Castiglione, Baldassarre
Baldassarre Castiglione nacque a Casatico, presso Mantova, il 6 dicembre 1478. Dal 1504 al 1513 visse a Urbino, uno dei maggiori centri della cultura rinascimentale, e svolse numerose missioni diplomatiche (in Inghilterrra nel 1506, a Milano nel 1507). Dal 1513 al 1516 in qualità di ambasciatore del duca di Urbino si stabilì a Roma, dove partecipò attivamente alla vita culturale della città. Rientrato a Mantova, dopo la morte della moglie, Ippolita Torelli, nel 1520, abbracciò lo stato ecclesiastico e nel 1524 fu nominato da Clemente VII nunzio apostolico a Madrid alla corte di Carlo V. Morì a Toledo l’8 febbraio 1529 di febbre pestilenziale.
Letterato nutrito della migliore tradizione classica e umanistica, Castiglione ha lasciato un’abbondante produzione in prosa e in versi, comprese alcune poesie latine. Le sue lettere hanno interesse per la comprensione delle vicende di cui fu diretto testimone e fedele cronista; tra queste si segnalano la vibrante autodifesa dopo il sacco di Roma e la celebre lettera sulle rovine archeologiche romane scritta nel 1519.

• • • • • • •

Usando le informazioni:
a) Nel brano su Baldassarre Castiglione, da quale papa fu nominato nunzio apostolico a Madrid?
b) Prosegui il brano su Baldassarre Castiglione a partire dalla sua ultima frase.

• • • • • • •

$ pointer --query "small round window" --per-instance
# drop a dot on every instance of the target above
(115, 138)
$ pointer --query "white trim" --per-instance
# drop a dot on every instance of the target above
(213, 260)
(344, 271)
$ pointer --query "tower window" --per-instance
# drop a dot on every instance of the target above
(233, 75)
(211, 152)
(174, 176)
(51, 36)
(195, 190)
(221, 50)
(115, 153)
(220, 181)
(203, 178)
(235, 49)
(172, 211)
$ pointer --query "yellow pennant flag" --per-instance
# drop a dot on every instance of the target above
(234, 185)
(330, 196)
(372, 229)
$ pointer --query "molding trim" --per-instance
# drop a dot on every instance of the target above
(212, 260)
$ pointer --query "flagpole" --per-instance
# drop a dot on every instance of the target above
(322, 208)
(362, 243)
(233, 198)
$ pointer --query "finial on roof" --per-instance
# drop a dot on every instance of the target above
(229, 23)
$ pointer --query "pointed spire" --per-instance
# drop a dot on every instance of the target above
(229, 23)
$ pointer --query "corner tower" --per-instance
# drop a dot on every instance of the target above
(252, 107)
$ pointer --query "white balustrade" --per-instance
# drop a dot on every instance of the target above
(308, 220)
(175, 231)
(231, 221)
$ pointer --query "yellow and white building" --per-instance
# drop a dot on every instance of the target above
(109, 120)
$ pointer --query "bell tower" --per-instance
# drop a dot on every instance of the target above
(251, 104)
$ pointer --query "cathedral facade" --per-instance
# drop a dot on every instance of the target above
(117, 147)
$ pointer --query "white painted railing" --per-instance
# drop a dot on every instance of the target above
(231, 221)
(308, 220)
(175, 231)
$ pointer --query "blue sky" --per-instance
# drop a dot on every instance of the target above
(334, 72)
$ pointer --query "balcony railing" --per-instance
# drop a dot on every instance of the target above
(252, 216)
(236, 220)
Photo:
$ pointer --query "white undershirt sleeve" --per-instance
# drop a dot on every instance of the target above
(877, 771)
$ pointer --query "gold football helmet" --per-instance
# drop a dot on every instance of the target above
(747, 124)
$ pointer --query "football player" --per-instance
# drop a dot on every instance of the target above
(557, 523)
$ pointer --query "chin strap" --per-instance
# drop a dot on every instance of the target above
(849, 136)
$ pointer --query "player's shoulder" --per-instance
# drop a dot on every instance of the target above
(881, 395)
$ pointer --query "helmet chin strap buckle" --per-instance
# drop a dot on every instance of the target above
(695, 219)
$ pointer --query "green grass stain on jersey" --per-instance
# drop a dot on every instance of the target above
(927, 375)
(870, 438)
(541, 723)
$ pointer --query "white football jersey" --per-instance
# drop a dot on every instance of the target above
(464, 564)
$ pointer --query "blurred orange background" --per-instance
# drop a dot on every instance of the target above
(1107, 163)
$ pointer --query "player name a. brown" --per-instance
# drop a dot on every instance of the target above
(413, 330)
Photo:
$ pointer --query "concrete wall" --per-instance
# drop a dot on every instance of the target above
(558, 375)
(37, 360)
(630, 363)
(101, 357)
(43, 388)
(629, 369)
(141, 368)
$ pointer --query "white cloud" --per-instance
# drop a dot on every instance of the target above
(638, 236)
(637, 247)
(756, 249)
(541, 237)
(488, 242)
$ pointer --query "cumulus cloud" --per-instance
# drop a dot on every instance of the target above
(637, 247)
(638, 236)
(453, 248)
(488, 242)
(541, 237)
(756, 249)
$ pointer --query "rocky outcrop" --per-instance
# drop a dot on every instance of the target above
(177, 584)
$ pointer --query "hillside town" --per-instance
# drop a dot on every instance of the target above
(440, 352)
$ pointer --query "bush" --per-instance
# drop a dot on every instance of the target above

• • • • • • •

Risposte numerate:
a) Da Clemente VII.

b)
L’editio princeps del Cortegiano fu stampata a Venezia presso Aldo Manuzio nel 1528, mentre l’autore si trovava in Spagna (➔ editoria e lingua). Nei primi mesi del 1527 Castiglione aveva inviato il codice Laurenziano-Ashburnhamiano 409 (L, su cui si fonda l’edizione aldina) a G.B. Ramusio e aveva affidato il testo per un’ulteriore revisione linguistica al letterato Giovan Francesco Valerio (Ghinassi 1963; 1971). Ma neppure la stampa pose fine all’elaborazione del Cortegiano; infatti il 28 giugno del 1528 Castiglione trasmette a N. Maffei una «poliza» contenente le indicazioni per alcune correzioni sulle copie già stampate. Gli studi di Cian (1942; 1951) e di Ghinassi (1967) hanno magistralmente ricostruito le fasi e i tempi della scrittura del Cortegiano, distinguendo tre redazioni. Il primo nucleo dell’opera risale al 1513-1514 e si conclude verosimilmente nel 1516. La stesura offerta dal Vaticano Latino 8204 (B) non è ancora compiuta: comprende la parte corrispondente ai primi due libri della vulgata e il prologo al libro seguente, che corrisponde pressappoco con quello edito nel IV libro.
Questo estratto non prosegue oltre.